• Exercise objective: Take the line containing "Segment every instance of the trailer bed." in the listing below and copy it, along with every line after it, without alteration.

• Extracted information:
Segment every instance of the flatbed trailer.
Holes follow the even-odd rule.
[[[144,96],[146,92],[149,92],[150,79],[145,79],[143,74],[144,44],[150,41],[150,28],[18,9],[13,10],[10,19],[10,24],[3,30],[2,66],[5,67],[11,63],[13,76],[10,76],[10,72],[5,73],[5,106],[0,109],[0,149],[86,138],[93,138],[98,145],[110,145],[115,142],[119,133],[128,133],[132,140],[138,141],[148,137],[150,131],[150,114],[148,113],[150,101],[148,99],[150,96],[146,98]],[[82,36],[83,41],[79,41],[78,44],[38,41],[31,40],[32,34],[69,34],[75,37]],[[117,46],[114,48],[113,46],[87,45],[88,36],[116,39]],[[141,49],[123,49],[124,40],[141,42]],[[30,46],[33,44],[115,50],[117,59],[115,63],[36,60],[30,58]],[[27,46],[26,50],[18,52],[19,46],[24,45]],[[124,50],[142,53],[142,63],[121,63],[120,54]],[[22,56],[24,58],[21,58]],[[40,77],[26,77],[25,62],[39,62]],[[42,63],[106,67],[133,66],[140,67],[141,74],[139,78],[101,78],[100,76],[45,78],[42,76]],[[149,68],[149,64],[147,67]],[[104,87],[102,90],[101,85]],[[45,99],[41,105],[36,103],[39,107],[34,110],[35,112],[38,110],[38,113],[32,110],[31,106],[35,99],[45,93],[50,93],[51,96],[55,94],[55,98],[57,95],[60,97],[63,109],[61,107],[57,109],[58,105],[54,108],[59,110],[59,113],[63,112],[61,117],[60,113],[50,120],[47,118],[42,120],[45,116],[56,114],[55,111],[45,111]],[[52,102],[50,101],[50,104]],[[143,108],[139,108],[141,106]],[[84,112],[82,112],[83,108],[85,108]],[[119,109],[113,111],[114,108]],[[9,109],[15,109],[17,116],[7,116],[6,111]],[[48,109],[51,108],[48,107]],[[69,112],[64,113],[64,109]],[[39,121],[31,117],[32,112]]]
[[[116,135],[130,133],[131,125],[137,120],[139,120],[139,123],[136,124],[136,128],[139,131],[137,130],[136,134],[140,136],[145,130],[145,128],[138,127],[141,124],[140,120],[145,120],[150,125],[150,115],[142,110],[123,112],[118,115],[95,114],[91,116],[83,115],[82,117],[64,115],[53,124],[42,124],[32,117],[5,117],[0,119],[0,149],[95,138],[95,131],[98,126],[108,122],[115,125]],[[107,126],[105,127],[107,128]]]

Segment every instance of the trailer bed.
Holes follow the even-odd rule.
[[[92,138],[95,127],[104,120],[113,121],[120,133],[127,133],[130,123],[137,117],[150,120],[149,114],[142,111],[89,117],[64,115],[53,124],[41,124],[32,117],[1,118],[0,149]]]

• Solution to this exercise:
Segment every instance of the trailer bed.
Holes follow the even-odd rule.
[[[92,138],[95,127],[104,120],[113,121],[120,133],[127,133],[130,123],[137,117],[150,120],[149,114],[142,111],[89,117],[64,115],[53,124],[41,124],[32,117],[1,118],[0,149]]]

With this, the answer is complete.